Rows from an object pointing dataset
____

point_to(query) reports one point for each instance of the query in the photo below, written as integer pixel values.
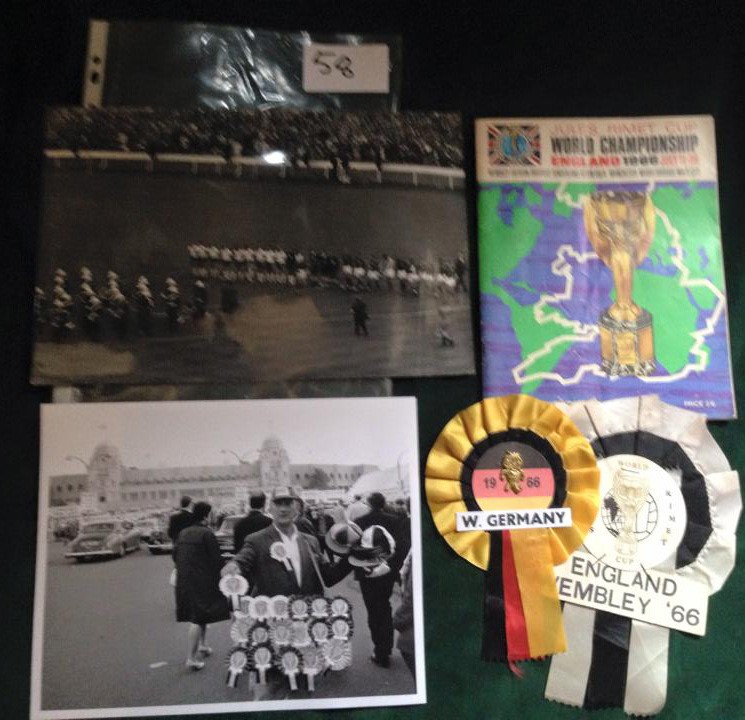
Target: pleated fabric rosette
(616, 661)
(522, 613)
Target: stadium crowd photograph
(187, 245)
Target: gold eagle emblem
(511, 472)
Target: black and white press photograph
(227, 556)
(181, 246)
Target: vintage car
(147, 527)
(224, 534)
(159, 543)
(104, 538)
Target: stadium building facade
(109, 485)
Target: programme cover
(601, 268)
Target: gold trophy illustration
(630, 490)
(620, 226)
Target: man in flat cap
(281, 560)
(255, 520)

____

Work instructions:
Convert the whole listing above into a JSON list of strings with one string per line, skipping blank lines. Leave the picture out of your answer.

Worked solution:
[
  "point_to(query) reports one point for each instance of the query in the photo below, written as integer pixel values.",
  "Target: pleated fabric rosette",
  "(616, 661)",
  "(522, 613)",
  "Target: stadium crowd photograph",
  "(187, 245)",
  "Target: gold eagle emblem",
  "(511, 472)",
  "Target: black and white press photograph",
  "(227, 556)",
  "(181, 246)",
  "Target: vintage car",
  "(147, 527)",
  "(224, 534)",
  "(159, 543)",
  "(104, 538)",
  "Target: stadium building facade",
  "(109, 485)",
  "Target: programme cover",
  "(601, 268)",
  "Target: gold trophy illustration",
  "(630, 490)",
  "(620, 226)",
  "Target: man in flat cap",
  "(281, 560)",
  "(255, 520)"
]